======== SOURCE

Ax-1, First Private Crewed Space Station Mission, Launches Successfully
A pioneering astronaut mission is on its way to the International Space Station.
A SpaceX Falcon 9 rocket launched Ax-1, a mission from Houston-based company Axiom Space, today (April 8) at 11:17 a.m. EDT (1517 GMT) from NASA’s Kennedy Space Center here on Florida’s Space Coast.
None of Ax-1’s four crewmembers are government spaceflyers. It’s the first-ever fully private crewed mission to launch to the orbiting lab.
“Together, a new chapter begins,” Axiom Space’s Jon Rackham said during a webcast of the launch today. “Godspeed, Ax-1!”
With the picture-perfect liftoff, the crew officially began a 10-day journey that will include eight days aboard the International Space Station. Ax-1’s SpaceX Dragon capsule is set to dock with the orbiting lab around 7:45 a.m. EDT (1145 GMT) tomorrow (April 9).
Ax-1 marked the fifth flight for this Falcon 9’s first stage. And the booster made its fifth landing as well, coming down for a pinpoint touchdown 9.5 minutes after liftoff on the SpaceX droneship A Shortfall of Gravitas, which was stationed in the Atlantic Ocean.
“It’s been a year and a half or so of very hard work since we’ve been designing the mission, essentially from scratch, doing something that’s never been done before in exactly this way,” Derek Hassmann, the operations director for Axiom Space, said during a pre-launch news conference yesterday (April 7). “It’s very rewarding.”

================
======== ENTRIES SHOWN

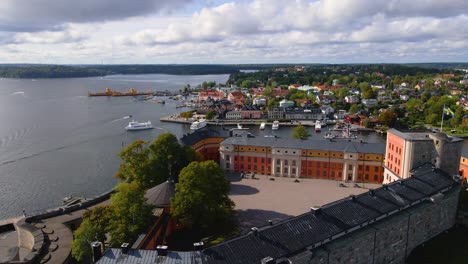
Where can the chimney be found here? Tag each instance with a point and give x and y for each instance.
(162, 250)
(97, 251)
(254, 231)
(315, 210)
(198, 246)
(267, 260)
(125, 247)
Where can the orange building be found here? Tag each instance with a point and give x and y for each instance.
(206, 142)
(464, 166)
(332, 160)
(406, 151)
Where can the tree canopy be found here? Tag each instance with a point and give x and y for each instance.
(300, 132)
(154, 164)
(201, 197)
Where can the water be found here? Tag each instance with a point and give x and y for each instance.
(56, 142)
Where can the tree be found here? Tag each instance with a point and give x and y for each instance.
(300, 132)
(130, 213)
(210, 115)
(355, 108)
(201, 197)
(93, 228)
(83, 237)
(154, 164)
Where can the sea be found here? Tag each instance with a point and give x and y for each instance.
(55, 141)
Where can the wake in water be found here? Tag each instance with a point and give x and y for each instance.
(122, 118)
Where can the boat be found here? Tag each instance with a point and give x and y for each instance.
(134, 125)
(318, 126)
(239, 126)
(109, 92)
(262, 126)
(199, 124)
(275, 125)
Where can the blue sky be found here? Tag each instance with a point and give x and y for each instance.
(247, 31)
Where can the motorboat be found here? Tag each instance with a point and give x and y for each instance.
(198, 124)
(262, 126)
(275, 125)
(318, 126)
(134, 125)
(239, 126)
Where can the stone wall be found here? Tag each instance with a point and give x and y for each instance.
(389, 240)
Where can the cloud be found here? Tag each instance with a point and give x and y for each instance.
(37, 15)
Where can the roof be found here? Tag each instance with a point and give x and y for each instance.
(338, 145)
(314, 228)
(198, 135)
(161, 195)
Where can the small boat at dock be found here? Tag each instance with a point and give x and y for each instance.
(133, 125)
(262, 126)
(275, 125)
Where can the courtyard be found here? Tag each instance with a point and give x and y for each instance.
(260, 199)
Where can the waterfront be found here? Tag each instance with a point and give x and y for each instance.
(56, 142)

================

In the article about the Ax-1 launch, what is the name of the droneship where the Falcon 9 booster landed?

A Shortfall of Gravitas